───── Document section

Value is back in Europe. Over the last five years, value returns have been significantly ahead of growth, with the MSCI Europe Value Index producing a record return in 2025 relative to the MSCI Europe Growth Index. As this new value era in Europe takes shape, we’re continuing to find compelling long-term opportunities in our Europe Strategic Value strategy.
A supportive value backdrop
As a value manager, the outlook looks attractive. This is not to discount the challenging macro and geopolitical backdrop, or suggest that the value style won’t suffer short-term setbacks after more than five years of strong relative returns. But, history does suggest there could be more value market leadership to come.
Over the last 50 years, there has only really been one period of sustained value underperformance, from the end of the global financial crisis in 2009 to the recovery from the Covid pandemic in 2021. This period was characterised by ultra-low interest rates and a macro backdrop that was generally much more conducive for growth investing. If we are now in a more normal interest rate environment, then markets may continue to reward a pure value style approach.
Despite the strong value rally of the last few years, valuation spreads between expensive and cheap stocks in Europe remain unusually wide—levels last seen around the height of the Global Financial Crisis. That backdrop matters for portfolio construction: European value can offer both a potential valuation mean-reversion opportunity and meaningful diversification, particularly for investors heavily exposed to US growth. In particular, the MSCI Europe Value Index has historically shown a very low correlation with the Russell 1000 Growth Index. As investors reassess concentrated positions in US tech and AI related stocks—where valuations still look rich—there is clear scope for European value spreads to continue normalising from here.

──────────

◆ Your assignment
Write a continuation of the text on European value investing, starting after its last sentence. The items that come next are separate material, unrelated to the text on European value investing.

───── Data extracts

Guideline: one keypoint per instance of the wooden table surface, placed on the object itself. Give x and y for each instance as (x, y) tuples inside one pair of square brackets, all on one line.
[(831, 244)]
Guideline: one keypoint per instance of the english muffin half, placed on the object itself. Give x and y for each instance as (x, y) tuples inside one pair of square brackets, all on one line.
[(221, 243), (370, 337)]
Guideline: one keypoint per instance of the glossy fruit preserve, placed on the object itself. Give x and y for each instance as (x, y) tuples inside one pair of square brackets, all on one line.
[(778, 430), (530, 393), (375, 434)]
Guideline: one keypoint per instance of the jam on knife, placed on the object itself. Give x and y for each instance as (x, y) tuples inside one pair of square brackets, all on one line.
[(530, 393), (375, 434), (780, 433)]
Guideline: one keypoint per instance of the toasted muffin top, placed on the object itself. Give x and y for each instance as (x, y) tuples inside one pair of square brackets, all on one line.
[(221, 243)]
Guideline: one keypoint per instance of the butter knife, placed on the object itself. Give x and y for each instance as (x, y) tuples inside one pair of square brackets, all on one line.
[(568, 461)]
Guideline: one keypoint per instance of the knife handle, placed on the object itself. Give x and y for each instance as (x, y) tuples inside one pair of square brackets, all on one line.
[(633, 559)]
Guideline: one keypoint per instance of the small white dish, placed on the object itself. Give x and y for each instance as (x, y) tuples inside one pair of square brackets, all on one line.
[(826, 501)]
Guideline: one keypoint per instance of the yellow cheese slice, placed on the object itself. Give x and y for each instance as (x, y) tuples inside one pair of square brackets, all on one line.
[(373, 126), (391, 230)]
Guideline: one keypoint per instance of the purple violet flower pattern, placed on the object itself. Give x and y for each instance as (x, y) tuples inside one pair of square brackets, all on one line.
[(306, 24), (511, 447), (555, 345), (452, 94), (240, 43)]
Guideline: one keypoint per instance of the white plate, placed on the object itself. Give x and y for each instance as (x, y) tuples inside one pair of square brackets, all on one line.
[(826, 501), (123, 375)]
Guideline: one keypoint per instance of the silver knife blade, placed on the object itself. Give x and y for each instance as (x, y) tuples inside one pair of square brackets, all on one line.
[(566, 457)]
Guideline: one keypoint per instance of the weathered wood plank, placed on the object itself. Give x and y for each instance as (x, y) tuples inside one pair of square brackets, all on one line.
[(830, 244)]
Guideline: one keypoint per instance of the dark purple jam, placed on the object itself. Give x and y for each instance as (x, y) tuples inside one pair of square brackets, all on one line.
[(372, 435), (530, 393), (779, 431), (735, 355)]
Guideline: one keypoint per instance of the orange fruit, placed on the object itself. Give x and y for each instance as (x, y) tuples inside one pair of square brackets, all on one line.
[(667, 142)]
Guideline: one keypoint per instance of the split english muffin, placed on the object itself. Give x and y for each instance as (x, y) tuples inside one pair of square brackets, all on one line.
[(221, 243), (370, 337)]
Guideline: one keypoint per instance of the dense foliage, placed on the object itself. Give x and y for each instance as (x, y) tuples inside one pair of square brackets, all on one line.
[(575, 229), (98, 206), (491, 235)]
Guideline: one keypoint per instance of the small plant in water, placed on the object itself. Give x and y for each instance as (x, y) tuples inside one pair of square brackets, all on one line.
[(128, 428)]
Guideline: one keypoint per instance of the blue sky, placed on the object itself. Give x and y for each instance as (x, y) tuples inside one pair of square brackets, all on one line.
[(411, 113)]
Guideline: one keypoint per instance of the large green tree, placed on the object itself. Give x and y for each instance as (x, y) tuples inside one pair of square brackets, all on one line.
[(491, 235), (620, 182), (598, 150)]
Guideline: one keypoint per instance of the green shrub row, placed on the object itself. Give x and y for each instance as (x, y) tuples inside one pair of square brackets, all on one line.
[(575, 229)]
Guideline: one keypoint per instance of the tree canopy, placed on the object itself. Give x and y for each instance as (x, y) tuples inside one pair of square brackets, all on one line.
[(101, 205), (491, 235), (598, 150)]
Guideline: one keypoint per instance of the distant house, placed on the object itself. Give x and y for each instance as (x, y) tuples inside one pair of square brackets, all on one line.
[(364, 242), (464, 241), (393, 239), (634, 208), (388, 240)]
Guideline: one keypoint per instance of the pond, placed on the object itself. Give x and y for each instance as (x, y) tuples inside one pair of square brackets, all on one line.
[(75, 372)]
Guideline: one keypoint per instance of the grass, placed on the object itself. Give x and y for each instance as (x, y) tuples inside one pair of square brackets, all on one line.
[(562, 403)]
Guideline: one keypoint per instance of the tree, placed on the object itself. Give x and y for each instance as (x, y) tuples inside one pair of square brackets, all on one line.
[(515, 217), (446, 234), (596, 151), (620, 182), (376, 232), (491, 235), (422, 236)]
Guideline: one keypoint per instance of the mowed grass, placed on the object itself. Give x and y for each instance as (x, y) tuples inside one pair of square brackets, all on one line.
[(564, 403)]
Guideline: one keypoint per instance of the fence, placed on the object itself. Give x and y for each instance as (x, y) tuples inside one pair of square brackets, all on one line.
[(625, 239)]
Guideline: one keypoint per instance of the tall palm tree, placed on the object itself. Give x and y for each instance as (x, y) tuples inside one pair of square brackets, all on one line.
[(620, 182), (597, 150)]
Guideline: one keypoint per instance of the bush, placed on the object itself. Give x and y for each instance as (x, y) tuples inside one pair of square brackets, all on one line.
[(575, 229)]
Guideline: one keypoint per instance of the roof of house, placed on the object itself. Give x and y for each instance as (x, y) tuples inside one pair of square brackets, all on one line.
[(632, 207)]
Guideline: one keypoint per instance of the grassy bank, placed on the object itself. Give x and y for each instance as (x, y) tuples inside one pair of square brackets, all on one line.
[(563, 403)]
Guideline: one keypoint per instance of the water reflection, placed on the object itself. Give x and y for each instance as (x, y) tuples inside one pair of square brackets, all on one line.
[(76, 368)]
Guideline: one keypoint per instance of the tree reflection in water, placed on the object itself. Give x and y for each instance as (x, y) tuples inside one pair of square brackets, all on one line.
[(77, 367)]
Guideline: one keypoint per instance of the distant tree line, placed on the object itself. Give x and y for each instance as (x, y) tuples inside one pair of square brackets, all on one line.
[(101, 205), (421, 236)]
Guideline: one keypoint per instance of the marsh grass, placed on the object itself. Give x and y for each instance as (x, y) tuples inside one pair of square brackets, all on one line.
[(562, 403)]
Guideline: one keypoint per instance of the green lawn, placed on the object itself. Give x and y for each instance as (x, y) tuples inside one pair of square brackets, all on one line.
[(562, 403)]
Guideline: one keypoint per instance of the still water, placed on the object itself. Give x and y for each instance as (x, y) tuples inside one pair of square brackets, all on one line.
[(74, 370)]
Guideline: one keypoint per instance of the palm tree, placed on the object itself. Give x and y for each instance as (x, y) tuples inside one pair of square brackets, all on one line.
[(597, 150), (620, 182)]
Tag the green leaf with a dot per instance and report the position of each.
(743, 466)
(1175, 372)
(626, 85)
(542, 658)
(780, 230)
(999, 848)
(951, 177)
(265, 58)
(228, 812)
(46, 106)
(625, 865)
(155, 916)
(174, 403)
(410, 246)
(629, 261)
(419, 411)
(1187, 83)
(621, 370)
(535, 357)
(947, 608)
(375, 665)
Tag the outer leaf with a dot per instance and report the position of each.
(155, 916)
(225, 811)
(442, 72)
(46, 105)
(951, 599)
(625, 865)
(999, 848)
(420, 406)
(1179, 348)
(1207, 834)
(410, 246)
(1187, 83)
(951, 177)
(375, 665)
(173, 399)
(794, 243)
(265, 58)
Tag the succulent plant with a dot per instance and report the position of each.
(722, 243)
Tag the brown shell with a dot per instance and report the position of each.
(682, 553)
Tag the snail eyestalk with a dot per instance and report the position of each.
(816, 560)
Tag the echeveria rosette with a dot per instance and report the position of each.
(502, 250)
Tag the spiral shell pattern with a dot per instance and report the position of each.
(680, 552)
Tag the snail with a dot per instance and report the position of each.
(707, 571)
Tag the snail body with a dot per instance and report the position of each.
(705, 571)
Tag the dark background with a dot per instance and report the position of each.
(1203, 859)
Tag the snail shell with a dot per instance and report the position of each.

──────────

◆ Reply to the exercise
Avoid the value traps
Value as a style may be back in favour, but value stocks are not, on the face of it, comfortable investments to make. They are cheap because they are out of favour with the market and have probably been marked down by some kind of business-specific or industry-wide issue. To find stocks that have the potential to re-rate higher, and avoid stocks that are cheap for a good reason, we look for companies that are not only trading on low cash-flow and earnings multiples, but that are also supported by positive operating momentum and strong quality characteristics. This approach helps weed out the value traps, which if not detected can act like landmines in your portfolio, detonating without warning.
Get comfortable with the uncomfortable
One area where we’re starting to find value opportunities emerge is in European telecoms. The sector has been a serial underperformer for the best part of the last 15 years, dragged down by pressures on pricing and volumes. So it’s been quite an uncomfortable place to start investing. Nevertheless, we’ve recently moved overweight in the sector, attracted by gradual signs of improvement in pricing, a pick-up in consolidation, and the defensive qualities that telecom stocks provide in today’s uncertain markets.
One of the European telecom operators that we like most is Deutsche Telekom. This is a cheap stock, offering a high free cash flow yield, inexpensive valuation and attractive total cash return, based on dividend payouts and share buybacks. However, the stock is fundamentally sound, supported by a strong position in its domestic market and growth opportunities in the US via its T-Mobile business, while the company is also improving its balance sheet position by paying down debt.
Overweights in energy and banks
As well as telecoms, we continue to find opportunities in the energy sector. We’ve actually been overweight energy stocks since the third quarter of 2025, well before the Strait of Hormuz was blockaded and surging oil and gas prices lifted cash flows and earnings forecasts across the sector. Back then, investing in energy companies was anything but comfortable, with the sector having underperformed significantly over the previous two years and oversupply concerns exerting downward pressure on oil prices.
Today, the situation has been transformed by the Iran conflict. The upside potential for energy company cash flows, and for share prices, looks very attractive, with our analysis suggesting that free cash flow yields in the sector could rise above 20% this year in the event of an extended disruption to shipping through the Strait.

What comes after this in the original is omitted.